(REQUIREMENT) Gather every line of the data below that contains the word "wooden", and copy each one out. Letter case matters.

(SUPPLIED INFORMATION)
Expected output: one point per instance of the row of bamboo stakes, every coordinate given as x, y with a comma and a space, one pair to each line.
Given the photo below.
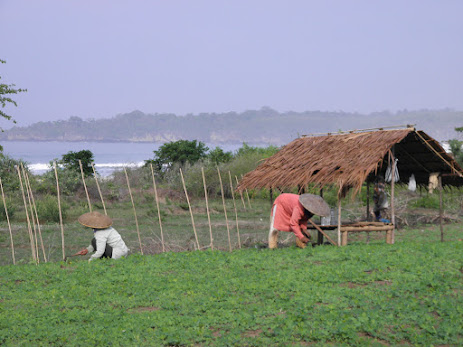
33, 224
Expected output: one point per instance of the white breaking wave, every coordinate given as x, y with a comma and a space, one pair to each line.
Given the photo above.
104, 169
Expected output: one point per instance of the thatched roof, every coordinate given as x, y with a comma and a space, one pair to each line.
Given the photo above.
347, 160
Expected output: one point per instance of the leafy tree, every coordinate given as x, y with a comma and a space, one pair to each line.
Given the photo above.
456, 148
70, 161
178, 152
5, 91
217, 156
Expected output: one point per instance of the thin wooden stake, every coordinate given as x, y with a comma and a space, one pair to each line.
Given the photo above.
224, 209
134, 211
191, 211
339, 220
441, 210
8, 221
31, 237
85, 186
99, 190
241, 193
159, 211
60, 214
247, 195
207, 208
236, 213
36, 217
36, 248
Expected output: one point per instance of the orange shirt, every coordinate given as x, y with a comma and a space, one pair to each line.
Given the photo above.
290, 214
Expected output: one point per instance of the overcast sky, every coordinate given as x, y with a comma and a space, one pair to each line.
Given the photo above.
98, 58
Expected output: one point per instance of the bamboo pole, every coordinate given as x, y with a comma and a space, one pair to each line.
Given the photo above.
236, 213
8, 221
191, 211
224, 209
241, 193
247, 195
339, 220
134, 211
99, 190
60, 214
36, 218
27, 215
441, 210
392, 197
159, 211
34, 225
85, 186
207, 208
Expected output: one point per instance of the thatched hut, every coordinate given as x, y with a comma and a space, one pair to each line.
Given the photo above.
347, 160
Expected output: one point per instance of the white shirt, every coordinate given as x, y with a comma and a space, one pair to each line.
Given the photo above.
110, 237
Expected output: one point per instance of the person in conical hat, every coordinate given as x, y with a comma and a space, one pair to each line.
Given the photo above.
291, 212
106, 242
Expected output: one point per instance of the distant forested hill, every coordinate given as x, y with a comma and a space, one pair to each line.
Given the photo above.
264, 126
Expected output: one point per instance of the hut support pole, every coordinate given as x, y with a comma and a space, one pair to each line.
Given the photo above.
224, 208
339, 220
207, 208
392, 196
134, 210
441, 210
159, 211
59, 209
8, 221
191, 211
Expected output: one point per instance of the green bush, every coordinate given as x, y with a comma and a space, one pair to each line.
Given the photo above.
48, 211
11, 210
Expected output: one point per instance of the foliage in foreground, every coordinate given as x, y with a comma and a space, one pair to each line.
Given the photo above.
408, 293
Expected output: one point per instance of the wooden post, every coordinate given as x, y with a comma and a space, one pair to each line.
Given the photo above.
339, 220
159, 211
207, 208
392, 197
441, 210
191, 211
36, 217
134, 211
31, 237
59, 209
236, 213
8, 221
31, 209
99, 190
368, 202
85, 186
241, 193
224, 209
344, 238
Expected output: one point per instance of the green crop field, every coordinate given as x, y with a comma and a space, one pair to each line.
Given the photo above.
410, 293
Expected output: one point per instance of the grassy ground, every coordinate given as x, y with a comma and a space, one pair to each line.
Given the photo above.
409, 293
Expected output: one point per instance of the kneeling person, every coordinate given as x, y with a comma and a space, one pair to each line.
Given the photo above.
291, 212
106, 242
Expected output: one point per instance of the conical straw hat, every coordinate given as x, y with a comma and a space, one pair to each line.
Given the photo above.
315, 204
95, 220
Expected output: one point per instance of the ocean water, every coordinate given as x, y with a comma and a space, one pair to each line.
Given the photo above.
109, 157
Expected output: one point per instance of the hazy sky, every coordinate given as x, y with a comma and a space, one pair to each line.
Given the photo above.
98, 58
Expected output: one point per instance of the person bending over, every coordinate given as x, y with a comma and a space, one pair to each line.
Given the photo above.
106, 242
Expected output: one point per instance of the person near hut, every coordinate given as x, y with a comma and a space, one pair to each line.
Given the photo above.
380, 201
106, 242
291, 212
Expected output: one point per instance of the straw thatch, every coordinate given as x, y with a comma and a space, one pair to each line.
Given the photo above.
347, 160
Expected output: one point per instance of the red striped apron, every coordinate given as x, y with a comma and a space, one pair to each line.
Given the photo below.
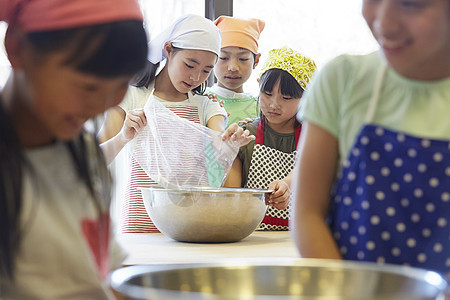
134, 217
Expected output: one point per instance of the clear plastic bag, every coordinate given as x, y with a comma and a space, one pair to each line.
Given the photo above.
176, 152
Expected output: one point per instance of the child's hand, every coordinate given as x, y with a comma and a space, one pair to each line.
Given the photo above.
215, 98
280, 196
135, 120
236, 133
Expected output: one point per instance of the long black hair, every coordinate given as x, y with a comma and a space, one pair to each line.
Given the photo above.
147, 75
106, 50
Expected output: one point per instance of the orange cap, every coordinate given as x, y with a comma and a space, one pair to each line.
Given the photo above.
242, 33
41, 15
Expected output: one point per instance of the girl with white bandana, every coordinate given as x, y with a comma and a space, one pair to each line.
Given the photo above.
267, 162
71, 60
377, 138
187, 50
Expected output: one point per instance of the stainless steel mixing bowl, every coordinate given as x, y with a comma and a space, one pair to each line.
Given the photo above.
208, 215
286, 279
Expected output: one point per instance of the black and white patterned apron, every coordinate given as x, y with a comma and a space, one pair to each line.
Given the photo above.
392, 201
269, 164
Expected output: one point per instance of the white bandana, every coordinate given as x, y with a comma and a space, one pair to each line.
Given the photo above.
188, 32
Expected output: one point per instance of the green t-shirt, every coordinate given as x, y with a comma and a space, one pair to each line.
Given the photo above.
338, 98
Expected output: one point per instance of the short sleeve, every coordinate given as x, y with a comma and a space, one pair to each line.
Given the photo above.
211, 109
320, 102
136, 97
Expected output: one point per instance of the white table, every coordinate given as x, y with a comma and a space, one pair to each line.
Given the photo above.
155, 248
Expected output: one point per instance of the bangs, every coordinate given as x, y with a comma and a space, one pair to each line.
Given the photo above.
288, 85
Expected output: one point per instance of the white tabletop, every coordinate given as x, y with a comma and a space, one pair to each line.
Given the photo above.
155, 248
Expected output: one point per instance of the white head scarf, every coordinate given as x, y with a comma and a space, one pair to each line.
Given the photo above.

--

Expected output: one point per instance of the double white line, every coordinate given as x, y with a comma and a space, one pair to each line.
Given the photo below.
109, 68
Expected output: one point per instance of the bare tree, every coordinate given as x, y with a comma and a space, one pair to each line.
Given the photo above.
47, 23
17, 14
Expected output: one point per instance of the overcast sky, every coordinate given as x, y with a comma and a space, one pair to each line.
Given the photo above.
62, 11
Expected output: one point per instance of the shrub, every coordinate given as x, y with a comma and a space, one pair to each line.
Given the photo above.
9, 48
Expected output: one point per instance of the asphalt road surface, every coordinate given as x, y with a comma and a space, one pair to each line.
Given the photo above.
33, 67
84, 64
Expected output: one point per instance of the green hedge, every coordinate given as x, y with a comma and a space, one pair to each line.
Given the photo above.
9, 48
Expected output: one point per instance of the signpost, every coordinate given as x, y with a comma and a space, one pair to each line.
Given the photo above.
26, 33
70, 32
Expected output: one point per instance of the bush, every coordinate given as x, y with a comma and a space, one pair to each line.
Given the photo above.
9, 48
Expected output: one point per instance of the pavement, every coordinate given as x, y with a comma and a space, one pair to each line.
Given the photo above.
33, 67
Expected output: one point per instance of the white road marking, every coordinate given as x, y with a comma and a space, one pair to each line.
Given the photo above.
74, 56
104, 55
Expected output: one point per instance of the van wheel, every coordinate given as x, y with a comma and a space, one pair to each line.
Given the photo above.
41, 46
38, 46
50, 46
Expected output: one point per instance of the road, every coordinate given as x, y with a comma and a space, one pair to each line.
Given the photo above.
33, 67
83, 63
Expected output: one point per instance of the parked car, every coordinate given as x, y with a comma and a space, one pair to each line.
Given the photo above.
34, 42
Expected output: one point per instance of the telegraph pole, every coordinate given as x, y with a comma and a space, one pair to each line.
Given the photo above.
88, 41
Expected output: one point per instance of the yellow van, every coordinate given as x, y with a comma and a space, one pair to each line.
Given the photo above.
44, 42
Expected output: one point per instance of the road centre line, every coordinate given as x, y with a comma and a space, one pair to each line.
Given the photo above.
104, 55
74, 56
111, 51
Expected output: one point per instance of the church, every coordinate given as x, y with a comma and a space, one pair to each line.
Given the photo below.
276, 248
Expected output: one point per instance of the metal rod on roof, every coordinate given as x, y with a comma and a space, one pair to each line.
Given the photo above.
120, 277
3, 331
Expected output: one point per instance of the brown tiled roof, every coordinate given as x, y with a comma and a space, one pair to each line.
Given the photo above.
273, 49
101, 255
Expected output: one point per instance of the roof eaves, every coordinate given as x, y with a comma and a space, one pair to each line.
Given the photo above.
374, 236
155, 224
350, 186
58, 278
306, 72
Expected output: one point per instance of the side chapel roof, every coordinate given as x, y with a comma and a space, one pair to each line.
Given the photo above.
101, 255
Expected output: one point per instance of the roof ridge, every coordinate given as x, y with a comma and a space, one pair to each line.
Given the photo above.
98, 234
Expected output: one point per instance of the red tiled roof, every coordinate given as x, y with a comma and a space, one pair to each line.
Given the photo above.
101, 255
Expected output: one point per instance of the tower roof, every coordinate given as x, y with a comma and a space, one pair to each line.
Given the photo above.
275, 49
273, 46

==

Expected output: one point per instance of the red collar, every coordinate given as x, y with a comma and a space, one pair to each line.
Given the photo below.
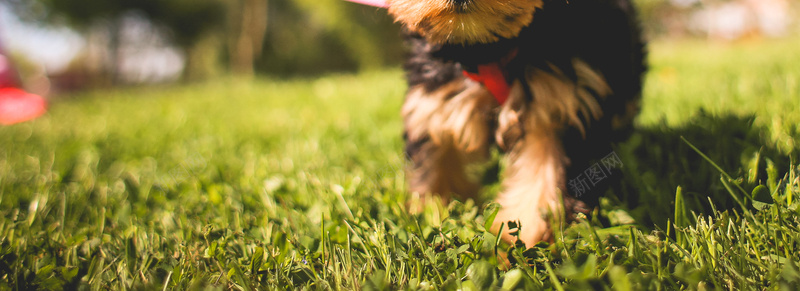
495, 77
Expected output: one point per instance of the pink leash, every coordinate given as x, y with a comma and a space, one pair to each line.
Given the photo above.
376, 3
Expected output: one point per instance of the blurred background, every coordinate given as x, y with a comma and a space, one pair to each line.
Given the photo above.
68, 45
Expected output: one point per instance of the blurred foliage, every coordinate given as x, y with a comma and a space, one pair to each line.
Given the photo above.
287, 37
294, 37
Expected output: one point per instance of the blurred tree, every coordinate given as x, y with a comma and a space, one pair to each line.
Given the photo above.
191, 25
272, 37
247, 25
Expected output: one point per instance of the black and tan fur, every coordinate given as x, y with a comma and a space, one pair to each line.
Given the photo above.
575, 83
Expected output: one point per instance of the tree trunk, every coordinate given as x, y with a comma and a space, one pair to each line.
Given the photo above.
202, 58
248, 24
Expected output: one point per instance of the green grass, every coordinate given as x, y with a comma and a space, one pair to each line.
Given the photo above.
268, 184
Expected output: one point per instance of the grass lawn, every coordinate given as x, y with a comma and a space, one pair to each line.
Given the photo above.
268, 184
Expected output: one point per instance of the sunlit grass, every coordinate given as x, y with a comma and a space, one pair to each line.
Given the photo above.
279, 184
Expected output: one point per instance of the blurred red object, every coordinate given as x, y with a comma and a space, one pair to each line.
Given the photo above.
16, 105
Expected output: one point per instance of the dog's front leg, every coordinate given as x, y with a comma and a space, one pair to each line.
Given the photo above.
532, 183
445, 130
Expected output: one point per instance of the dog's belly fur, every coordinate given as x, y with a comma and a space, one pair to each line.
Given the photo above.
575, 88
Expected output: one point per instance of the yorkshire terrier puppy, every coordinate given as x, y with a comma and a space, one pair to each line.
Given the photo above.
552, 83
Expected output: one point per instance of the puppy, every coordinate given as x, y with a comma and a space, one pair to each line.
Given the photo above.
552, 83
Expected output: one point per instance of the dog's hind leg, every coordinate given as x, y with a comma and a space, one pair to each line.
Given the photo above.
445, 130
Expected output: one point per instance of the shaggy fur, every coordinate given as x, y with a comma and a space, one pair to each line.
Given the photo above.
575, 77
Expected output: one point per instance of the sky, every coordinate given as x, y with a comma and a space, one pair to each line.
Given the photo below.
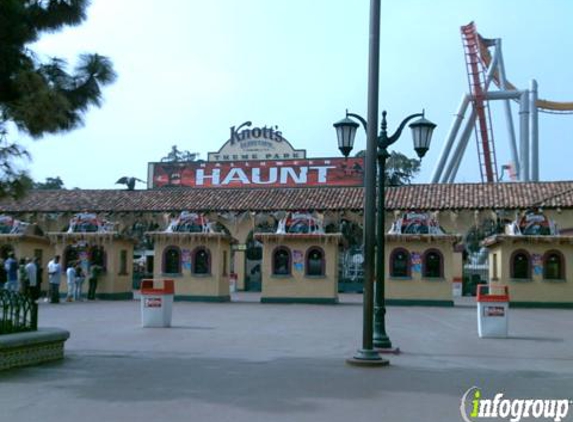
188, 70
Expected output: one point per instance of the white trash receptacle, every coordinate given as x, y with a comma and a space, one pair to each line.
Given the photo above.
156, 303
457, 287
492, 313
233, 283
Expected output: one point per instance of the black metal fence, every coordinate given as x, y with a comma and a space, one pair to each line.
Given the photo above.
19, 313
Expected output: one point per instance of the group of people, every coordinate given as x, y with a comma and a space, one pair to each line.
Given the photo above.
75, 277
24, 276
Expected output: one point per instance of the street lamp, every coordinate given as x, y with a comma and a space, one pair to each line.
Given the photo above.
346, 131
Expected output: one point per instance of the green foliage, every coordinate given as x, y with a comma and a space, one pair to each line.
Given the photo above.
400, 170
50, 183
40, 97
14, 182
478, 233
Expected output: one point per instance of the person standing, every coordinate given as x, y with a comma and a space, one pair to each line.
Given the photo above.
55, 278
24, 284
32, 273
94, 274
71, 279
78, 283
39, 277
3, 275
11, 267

(TASK OUTPUT)
Expected output: one point per instance of the thin wooden stake, every coordinate given as x, y with a comma and a space, one pair to each line.
Expected output: one point per instance of the wooden post, every coordinate given as x, y with a comma and a space, one pair to each line.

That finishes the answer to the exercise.